[Opening Page extract section]
Here we are through the end of May and once again equity markets had another good, solid month in terms of performance. Our local market was up roughly around 4.5% for the month.
A lot of that was driven by the uptick that we saw in the small to mid cap part of the market, with the small caps up roughly around 11% over the course of May. That’s a significant rally that we’ve seen in that part of the market that’s continued on over the last couple of months. Globally, equity markets were also stronger. Global markets were up roughly about 4% as well. Again we saw parts of that market also do relatively well, particularly in the small cap segment, which has enjoyed a nice rebound off the lows that we’ve seen over the last six to 12 months. The REIT side of our market was again stronger. It was up roughly about 7% for the month, enjoying a nice recovery through both April and May, particularly after a very difficult March period.
When we look at the performance drivers locally, IT continued to be the mainstay of the performers. The sector was up roughly 4.5 % for the month. It was pleasing that we had good contributions from all parts of the market with the only two negative sectors locally being the healthcare sector as well as consumer staples. We’re continuing to see that rotation out of staples, particularly into a high growth part of the market. As it relates to healthcare, it’s been a phenomenal rally. We certainly saw some profit-taking, particularly as the economy started to move out of the lockdown associated with COVID-19 and some of the issues from a healthcare point of view in the demand cycle that we’re seeing there also started to mitigate somewhat. But overall we’ve seen a really strong performance for equity markets continuing on from the bottom that we saw through the back end of March.
[Closing Page extract section]
[Opening Source data section]
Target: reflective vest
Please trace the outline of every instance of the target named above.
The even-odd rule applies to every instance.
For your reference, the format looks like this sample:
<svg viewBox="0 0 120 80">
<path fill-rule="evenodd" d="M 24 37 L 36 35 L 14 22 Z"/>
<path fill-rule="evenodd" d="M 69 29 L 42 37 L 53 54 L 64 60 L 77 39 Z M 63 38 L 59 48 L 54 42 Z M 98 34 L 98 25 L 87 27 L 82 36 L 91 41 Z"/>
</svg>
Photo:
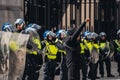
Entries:
<svg viewBox="0 0 120 80">
<path fill-rule="evenodd" d="M 92 42 L 91 42 L 91 41 L 84 40 L 84 43 L 85 43 L 85 47 L 86 47 L 89 51 L 91 51 L 91 50 L 92 50 L 92 47 L 93 47 Z"/>
<path fill-rule="evenodd" d="M 80 48 L 81 48 L 80 54 L 84 54 L 85 53 L 85 45 L 83 42 L 80 42 Z"/>
<path fill-rule="evenodd" d="M 57 55 L 57 52 L 58 52 L 58 48 L 53 45 L 53 44 L 49 44 L 47 41 L 45 41 L 45 44 L 46 44 L 46 55 L 47 55 L 47 58 L 48 59 L 56 59 L 56 55 Z"/>
<path fill-rule="evenodd" d="M 36 44 L 36 45 L 38 46 L 38 49 L 41 50 L 40 40 L 39 40 L 38 38 L 34 38 L 34 37 L 33 37 L 33 38 L 32 38 L 32 41 L 33 41 L 34 44 Z M 29 50 L 29 49 L 27 49 L 27 52 L 28 52 L 29 54 L 33 54 L 33 55 L 37 55 L 37 54 L 38 54 L 38 52 L 35 51 L 35 50 Z"/>
<path fill-rule="evenodd" d="M 62 41 L 62 40 L 56 39 L 56 40 L 55 40 L 55 43 L 57 43 L 57 42 L 60 42 L 60 44 L 63 45 L 63 41 Z M 62 53 L 64 53 L 64 54 L 66 55 L 66 51 L 65 51 L 65 50 L 60 50 L 60 49 L 59 49 L 58 52 L 62 52 Z"/>
<path fill-rule="evenodd" d="M 118 40 L 115 40 L 116 45 L 118 46 L 116 49 L 118 52 L 120 52 L 120 44 L 118 43 Z"/>
<path fill-rule="evenodd" d="M 100 45 L 99 45 L 99 47 L 101 48 L 101 49 L 104 49 L 105 47 L 108 47 L 109 48 L 109 42 L 107 41 L 107 42 L 101 42 L 100 43 Z"/>
<path fill-rule="evenodd" d="M 15 41 L 10 41 L 9 48 L 12 51 L 16 51 L 16 50 L 18 50 L 19 46 L 17 45 L 17 43 Z"/>
<path fill-rule="evenodd" d="M 98 45 L 97 43 L 93 43 L 92 45 L 93 45 L 93 47 L 95 47 L 95 48 L 97 49 L 97 51 L 99 52 L 99 45 Z"/>
</svg>

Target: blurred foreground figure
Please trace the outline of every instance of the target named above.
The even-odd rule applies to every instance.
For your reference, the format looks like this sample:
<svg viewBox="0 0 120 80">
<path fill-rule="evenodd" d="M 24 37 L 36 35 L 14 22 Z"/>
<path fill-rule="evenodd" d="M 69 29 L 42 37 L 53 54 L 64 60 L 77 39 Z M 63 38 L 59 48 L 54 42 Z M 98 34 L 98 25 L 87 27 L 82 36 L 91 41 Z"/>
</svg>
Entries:
<svg viewBox="0 0 120 80">
<path fill-rule="evenodd" d="M 120 29 L 117 31 L 117 38 L 113 42 L 115 53 L 114 59 L 117 62 L 117 72 L 120 76 Z"/>
<path fill-rule="evenodd" d="M 76 30 L 75 28 L 68 30 L 68 36 L 65 40 L 66 65 L 68 68 L 68 80 L 80 80 L 80 45 L 77 37 L 90 19 L 86 19 Z"/>
<path fill-rule="evenodd" d="M 2 27 L 2 31 L 9 32 L 10 37 L 7 33 L 4 34 L 2 43 L 7 41 L 6 46 L 9 48 L 9 75 L 8 80 L 21 80 L 25 68 L 25 58 L 26 58 L 26 44 L 28 41 L 28 35 L 10 33 L 14 32 L 14 28 L 10 24 L 5 24 Z M 6 36 L 7 34 L 7 36 Z M 2 39 L 4 39 L 2 38 Z M 7 39 L 9 38 L 9 39 Z M 3 50 L 5 47 L 3 48 Z M 7 51 L 6 49 L 4 51 Z M 8 52 L 8 51 L 7 51 Z M 1 80 L 6 80 L 5 78 Z"/>
<path fill-rule="evenodd" d="M 38 80 L 39 78 L 39 70 L 43 63 L 41 41 L 37 33 L 40 29 L 41 26 L 37 24 L 29 24 L 24 31 L 30 37 L 27 43 L 26 65 L 22 80 Z"/>
</svg>

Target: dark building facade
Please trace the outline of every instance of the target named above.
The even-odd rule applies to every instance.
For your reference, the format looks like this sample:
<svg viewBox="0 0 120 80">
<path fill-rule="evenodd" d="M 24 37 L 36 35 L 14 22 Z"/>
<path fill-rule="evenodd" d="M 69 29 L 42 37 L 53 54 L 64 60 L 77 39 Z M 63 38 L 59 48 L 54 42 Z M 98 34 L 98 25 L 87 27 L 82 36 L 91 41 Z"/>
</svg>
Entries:
<svg viewBox="0 0 120 80">
<path fill-rule="evenodd" d="M 89 17 L 84 31 L 113 36 L 120 28 L 120 0 L 25 0 L 24 17 L 45 29 L 78 27 Z"/>
</svg>

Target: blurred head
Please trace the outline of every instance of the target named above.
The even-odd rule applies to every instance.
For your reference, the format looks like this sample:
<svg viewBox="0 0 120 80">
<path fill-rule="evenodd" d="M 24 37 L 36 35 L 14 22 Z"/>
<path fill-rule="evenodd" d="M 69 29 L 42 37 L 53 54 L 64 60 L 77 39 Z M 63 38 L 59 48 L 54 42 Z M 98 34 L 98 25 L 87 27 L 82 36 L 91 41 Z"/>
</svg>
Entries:
<svg viewBox="0 0 120 80">
<path fill-rule="evenodd" d="M 33 28 L 35 31 L 39 31 L 42 27 L 37 24 L 29 24 L 26 28 Z"/>
<path fill-rule="evenodd" d="M 14 22 L 14 27 L 17 30 L 22 30 L 25 28 L 25 21 L 21 18 L 18 18 L 15 22 Z"/>
<path fill-rule="evenodd" d="M 88 33 L 85 35 L 85 39 L 86 39 L 86 40 L 91 40 L 91 39 L 92 39 L 92 32 L 88 32 Z"/>
<path fill-rule="evenodd" d="M 70 29 L 67 30 L 67 34 L 68 35 L 72 35 L 72 34 L 74 34 L 75 31 L 76 31 L 75 27 L 74 28 L 70 28 Z"/>
<path fill-rule="evenodd" d="M 64 39 L 64 38 L 66 37 L 66 35 L 67 35 L 67 32 L 66 32 L 65 30 L 59 30 L 59 31 L 57 32 L 57 37 L 58 37 L 59 39 Z"/>
<path fill-rule="evenodd" d="M 46 33 L 46 37 L 47 37 L 47 40 L 52 41 L 52 40 L 55 40 L 56 34 L 53 33 L 52 31 L 48 31 L 48 32 Z"/>
<path fill-rule="evenodd" d="M 99 34 L 99 37 L 100 37 L 100 39 L 105 40 L 106 39 L 106 33 L 105 32 L 101 32 Z"/>
<path fill-rule="evenodd" d="M 117 39 L 120 39 L 120 29 L 117 31 Z"/>
<path fill-rule="evenodd" d="M 92 40 L 95 40 L 98 38 L 98 34 L 95 32 L 92 32 L 91 37 L 92 37 Z"/>
<path fill-rule="evenodd" d="M 9 23 L 4 23 L 3 26 L 2 26 L 2 31 L 14 32 L 14 27 Z"/>
</svg>

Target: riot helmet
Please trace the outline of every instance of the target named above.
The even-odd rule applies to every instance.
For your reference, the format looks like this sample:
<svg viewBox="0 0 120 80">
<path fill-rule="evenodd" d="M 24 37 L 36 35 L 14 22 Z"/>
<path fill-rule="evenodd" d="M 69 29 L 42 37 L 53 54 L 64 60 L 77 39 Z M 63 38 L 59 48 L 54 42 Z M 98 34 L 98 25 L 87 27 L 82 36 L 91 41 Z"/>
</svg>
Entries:
<svg viewBox="0 0 120 80">
<path fill-rule="evenodd" d="M 14 27 L 10 23 L 4 23 L 2 26 L 2 31 L 14 32 Z"/>
<path fill-rule="evenodd" d="M 75 31 L 76 31 L 75 27 L 74 28 L 70 28 L 70 29 L 67 30 L 67 35 L 72 35 L 72 34 L 74 34 Z"/>
<path fill-rule="evenodd" d="M 15 22 L 14 22 L 14 26 L 15 28 L 17 28 L 17 26 L 21 26 L 21 29 L 25 28 L 25 21 L 21 18 L 18 18 Z"/>
<path fill-rule="evenodd" d="M 120 39 L 120 29 L 117 31 L 117 39 Z"/>
<path fill-rule="evenodd" d="M 66 32 L 65 30 L 63 30 L 63 29 L 57 31 L 57 33 L 56 33 L 56 36 L 57 36 L 59 39 L 65 38 L 66 35 L 67 35 L 67 32 Z"/>
</svg>

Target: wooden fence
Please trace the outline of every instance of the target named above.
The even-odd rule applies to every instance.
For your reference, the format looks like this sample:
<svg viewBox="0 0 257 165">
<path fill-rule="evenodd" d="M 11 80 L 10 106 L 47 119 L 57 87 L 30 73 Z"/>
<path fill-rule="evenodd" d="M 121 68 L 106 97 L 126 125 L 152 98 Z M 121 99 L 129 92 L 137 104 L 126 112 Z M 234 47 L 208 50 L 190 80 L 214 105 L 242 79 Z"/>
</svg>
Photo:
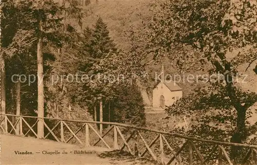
[Closing Source data section]
* [Things to do]
1. In the May market commentary, which two local sectors fell for the month?
2. Carry on the May market commentary with the next part after its final sentence.

* [Answers to each task]
1. Healthcare and consumer staples.

2.
This month, we thought it’d be worthwhile showing you the performance of the Australian dollar. With the performance locally in terms of equity markets, we’ve also seen the Australian dollar move higher.
This chart just gives you a snapshot in terms of the performance of the Australian dollar versus iron ore prices. Iron ore has jumped pretty considerably recently, we saw ore up around 10.5% through May alone and there was a few reasons for that. The Australian dollar, being a procyclical and commodity based currency, also saw saw a rally over that period seeing around 15% off its lows, despite the fact that it’s still trading about 5% lower calendar year to date. It’s important when thinking about investing, particularly in offshore markets, currency can have a big impact on the total return of the portfolio. So, from our perspective, it’s always worthwhile just keeping one eye on understanding some of the key drivers and mechanics as it relates to currencies.
From our perspective, we think there are a couple of key drivers at the moment that are assisting the Australian dollar. As you can see commodity prices, particularly iron ore, and also other major export commodities have moved higher. But equally on the supply side, we’ve seen that demand shift somewhat. Brazil, which is another big producer of iron ore, continues to struggle with COVID-19 and that’s now having an impact in regards to its materials sector and certainly some of its bigger mining companies and that benefit in terms of the supply side is coming through. From a demand point of view, we are starting to see some better numbers coming out of China, particularly as it relates to the industrial and manufacturing side of the economy, the expansion is slowly starting to become a little bit more concrete in nature. That again has been beneficial for the demand for commodities like iron ore, particularly in regards to steel making.
As we head into the back end of this quarter, it’s looking reasonably solid. Valuations continue to remain relatively elevated, in our view. In the context of performance in the near term, we wouldn’t be surprised if we have some consolidation at these levels and potentially some level of pullback.
From an overall construct perspective, we think that the stimulus packages, both from central banks as well as on the government side, will continue to provide a really good platform for equity markets, particularly through the second half of this year as the economy starts to reopen and corporates start to rebound into 2021. From an Australian point of view, we think that the markets are well positioned and the economy is certainly ahead of the game in our view relative to the rest of the world. We think that is continuing to drive investment locally and the performance of our local share market, and equally some of the opportunities we’re seeing more broadly.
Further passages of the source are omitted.